Passage given =>
========================================================================
The three-dimensional shape of molecules also affects their electronic structure. However, while electronic effects obviously affect the geometry of binding between reagent and substrate,² and while they can modulate the degree of stereoselectivity based on their modulation of reactivity and hence transition state geometry,³ electronic effects have seldom been invoked as determinants in and of themselves of the sense of enantioselectivity. At least part of this scarcity is due to the omnipresence of steric effects masking possible electronic influences. A handful of cases have been developed where isosteric but electronically disparate groups—nitrosylvs.carbonyl,⁴ or nitrogenvs. phosphorus⁵—have been used as the sources of chirality in metal-based reagents or catalysts (Fig. 1). In these examples, the observed stereoselectivities must attest to the electronic desymmetrization of the allyl group by the unsymmetrical metal center.

Fig. 1 Complexes that are sterically mirror-symmetric but are rendered chiral by virtue of electronically unsymmetrical groups. (a) ref. 4. (b) ref. 5.

The enantiomers of 1,1′-bi-2-naphtholate (BINOL²⁻) bind differentially to the chiral cis-(dike)₂Ti^IV fragment (dike = β-diketonate), with very high diastereoselectivities (> 100 : 1 in some cases).⁶ Here the basis for enantiodiscrimination was also attributed (principally) to electronic effects due to dπ-pπ bonding on the basis of the striking differences in selectivity between the quasi-isostructural titanium and tin complexes.
========================================================================
[Rows from a pointing dataset]
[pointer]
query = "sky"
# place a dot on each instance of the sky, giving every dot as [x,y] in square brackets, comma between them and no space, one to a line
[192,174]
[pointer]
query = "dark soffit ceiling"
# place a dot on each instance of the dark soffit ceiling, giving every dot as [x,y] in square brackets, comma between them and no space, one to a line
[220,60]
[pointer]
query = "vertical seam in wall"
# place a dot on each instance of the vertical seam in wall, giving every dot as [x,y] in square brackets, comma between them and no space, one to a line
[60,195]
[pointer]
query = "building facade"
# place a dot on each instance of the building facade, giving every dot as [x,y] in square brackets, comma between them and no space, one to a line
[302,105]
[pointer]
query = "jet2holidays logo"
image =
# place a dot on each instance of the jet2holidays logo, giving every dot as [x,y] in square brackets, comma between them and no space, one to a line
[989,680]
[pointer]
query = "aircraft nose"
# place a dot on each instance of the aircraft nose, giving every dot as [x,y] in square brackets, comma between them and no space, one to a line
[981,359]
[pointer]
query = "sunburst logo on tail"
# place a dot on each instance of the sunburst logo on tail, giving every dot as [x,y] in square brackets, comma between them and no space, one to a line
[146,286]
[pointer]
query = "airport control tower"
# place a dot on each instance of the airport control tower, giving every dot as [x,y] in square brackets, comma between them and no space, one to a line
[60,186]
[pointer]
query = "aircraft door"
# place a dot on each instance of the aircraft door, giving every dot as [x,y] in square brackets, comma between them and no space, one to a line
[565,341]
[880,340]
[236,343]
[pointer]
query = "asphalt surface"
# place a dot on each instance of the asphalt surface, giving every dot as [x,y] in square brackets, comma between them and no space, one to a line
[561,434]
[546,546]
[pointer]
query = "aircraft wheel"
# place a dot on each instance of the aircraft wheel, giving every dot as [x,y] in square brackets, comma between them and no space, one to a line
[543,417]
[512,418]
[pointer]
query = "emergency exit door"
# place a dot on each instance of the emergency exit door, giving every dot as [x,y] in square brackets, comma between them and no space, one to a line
========================================================================
Exercises to complete =>
1. Return the words of the passage on enantioselectivity between "The enantiomers of" and "and tin complexes.", inclusive.
2. According to the passage on enantioselectivity, what is at least part of the reason electronic effects have seldom been invoked as determinants of the sense of enantioselectivity?
The data is not needed for this work.

Answers to the tasks =>
1.
The enantiomers of 1,1′-bi-2-naphtholate (BINOL²⁻) bind differentially to the chiral cis-(dike)₂Ti^IV fragment (dike = β-diketonate), with very high diastereoselectivities (> 100 : 1 in some cases).⁶ Here the basis for enantiodiscrimination was also attributed (principally) to electronic effects due to dπ-pπ bonding on the basis of the striking differences in selectivity between the quasi-isostructural titanium and tin complexes.

2. Steric effects are omnipresent and mask possible electronic influences.